■ **Polecenia**
A. Na podstawie fragmentu o reformie samorządu terytorialnego proszę wymienić wszystkie czynności, których art. 24f ustawy o samorządzie gminnym zakazuje radnym.
B. Proszę podjąć fragment o reformie samorządu terytorialnego i kontynuować go od ostatniego zdania.

■ **Fragment dokumentu**
****

Celem reformy Samorządu Terytorialnego przeprowadzonej w latach 90-tych XX wieku była decentralizacja Państwa, oddanie możliwości zarządzania i decydowania o wielu sprawach na szczeblu lokalnym.
 
 

By gminy mogły w sposób skuteczny wykonywać swoje zadania należało je wyposażyć w odpowiednie zasoby majątkowe. Przeprowadzono tzw. komunalizację, czyli przekazano gminom zasoby nieruchomości znajdujące się na ich terenie z możliwością pobierania z nich pożytków, wprowadzono także podatki i opłaty o charakterze lokalnym, jak podatek od nieruchomości.

 

Przede wszystkim dano również lokalnym wspólnotom prawo wybierania swoich przedstawicieli do władz lokalnych w wolnych i bezpośrednich wyborach.

 

Twórcy systemu, jak chociażby prof. Michał Kulesza mieli świadomość, że znajdzie się wiele osób, które zechcą wykorzystywać pozycję radnego, czy członka organu zarządzającego do „żerowania” na majątku należącym do samorządu. Czas pokazał, że mieli rację. Pojawiły się setki przykładów, często niezgodnego z prawem wykorzystywania sprawowanej funkcji. Prokuratury w całym kraju prowadziły już setki podobnych do siebie postępowań.

 

Aby uniknąć powszechnej patologii ustawodawcy wprowadzili zarówno w ordynacji wyborczej, jak i w ustawach „samorządowych szereg zapisów tzw. „antykorupcyjnych”.

 

Jednym z nich jest art. 24f ustawy o samorządzie gminnym mówiący, że „Radni nie mogą prowadzić działalności gospodarczej na własny rachunek lub wspólnie z innymi osobami z wykorzystaniem mienia komunalnego gminy, w której radny uzyskał mandat, a także zarządzać taką działalnością lub być przedstawicielem czy pełnomocnikiem w prowadzeniu takiej działalności”.

****

[Wiersze zbioru danych]

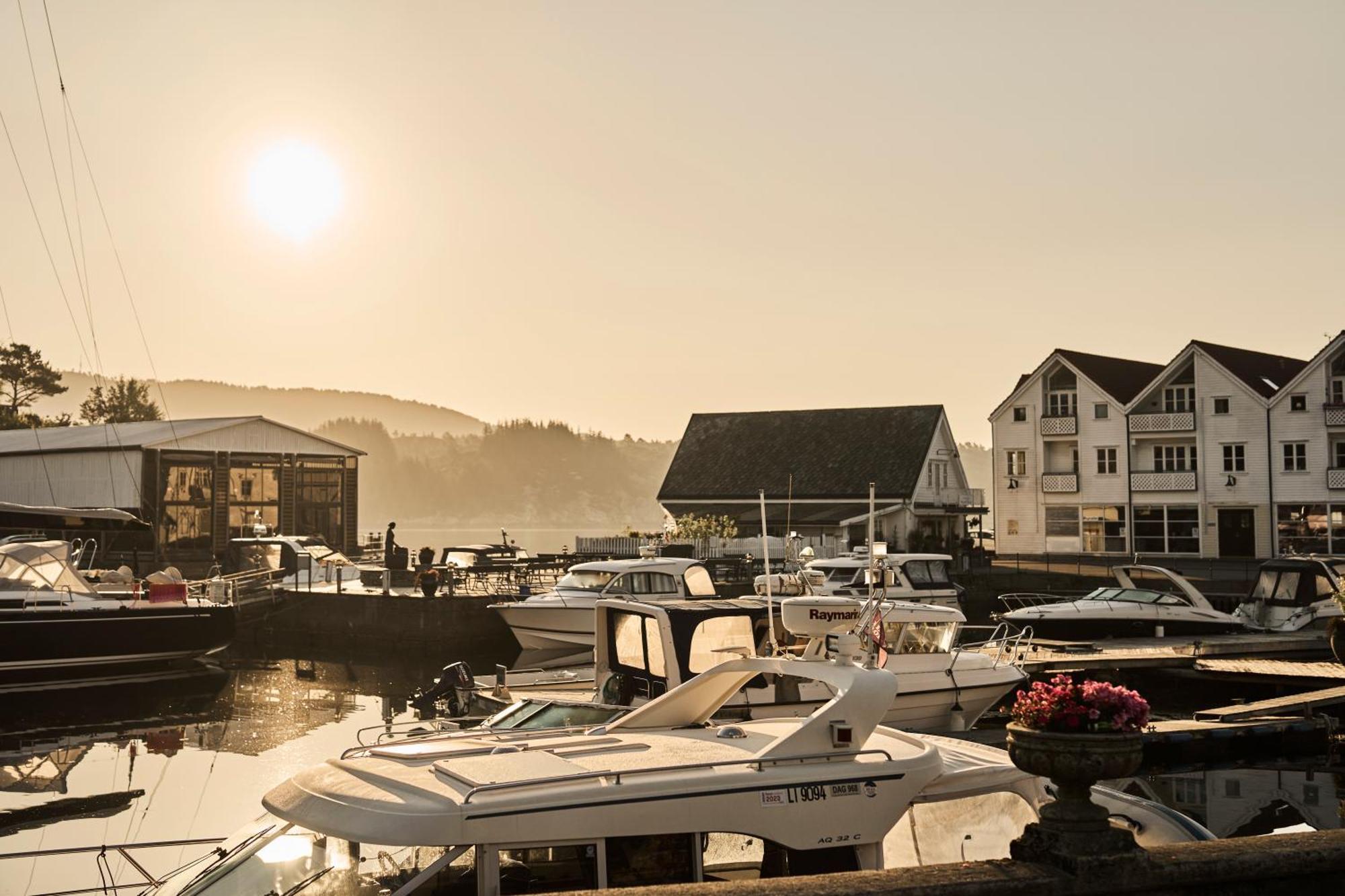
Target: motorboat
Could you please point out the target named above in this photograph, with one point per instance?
(1295, 592)
(1126, 610)
(662, 794)
(52, 616)
(922, 579)
(645, 650)
(564, 616)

****

■ **Odpowiedzi do poleceń**
A.
- prowadzenie działalności gospodarczej na własny rachunek z wykorzystaniem mienia komunalnego gminy, w której radny uzyskał mandat
- prowadzenie takiej działalności wspólnie z innymi osobami
- zarządzanie taką działalnością
- bycie przedstawicielem w prowadzeniu takiej działalności
- bycie pełnomocnikiem w prowadzeniu takiej działalności

B.
 

Orzecznictwo sądów w sprawach wynikających z niezastosowania się do powyższego przepisu wskazuje w sposób jednoznaczny, że cytowany artykuł zawiera bezwzględny zakaz prowadzenia i zarządzania przez radnych działalnością gospodarczą. Nie ma znaczenia, czy radny czyni to społecznie, czy odpłatnie.

 

Większość radnych oczywiście nie zadaje sobie trudu by przeczytać ustawy samorządowe w całości. Co gorsza nie znają nawet przepisów, które w sposób bezpośredni ich dotyczą. Jeśli już znają to z kolei zdarza się, że błędnie (oczywiście tak jak im pasuje) je interpretują.

 

W art. 24f ustawy o samorządzie gminnym widzą najczęściej tylko działalność gospodarczą prowadzoną w ramach przedsiębiorstwa i uważają, że przepis nie dotyczy stowarzyszeń, w których organach zarządzających zasiadają. O tym jak bardzo się mylą przekonał się niedawno radny - Przewodniczący Rady Miasta Piotrkowa Marian Błaszczyński.

 

Casus Błaszczyńskiego

 

We wrześniu br. Naczelny Sąd Administracyjny oddalił kasacje od wyroku Wojewódzkiego Sadu Administracyjnego złożone przez samego zainteresowanego ale i przez Radę Miejską w Piotrkowie Trybunalskim. Wyrok WSA z kolei utrzymywał w mocy decyzję wojewody łódzkiego dotyczącą wygaszenia mandatu radnego. Tym samym radny Błaszczyński przestał ostatecznie być radnym i został Marianem B.
 
Dlaczego wygaszono radnemu mandat? Mówiąc najprościej powodem było równoczesne sprawowanie przez niego funkcji wiceprezesa Klubu Sportowego Kiper, który dzierżawi lokale oraz obiekty należące do miasta a zarządzane przez tamtejszy OSiR.

 

Radny nie chciał jednak oddać mandatu dobrowolnie i bez walki. Być może miał na to wpływ fakt, że był on również przewodniczącym rady miejskiej w Piotrkowie. W działaniach przewodniczącego wspierali również inni radni. Uchwały, którą zobowiązani byli podjąć nie podjęli i konieczna okazała się interwencja wojewody.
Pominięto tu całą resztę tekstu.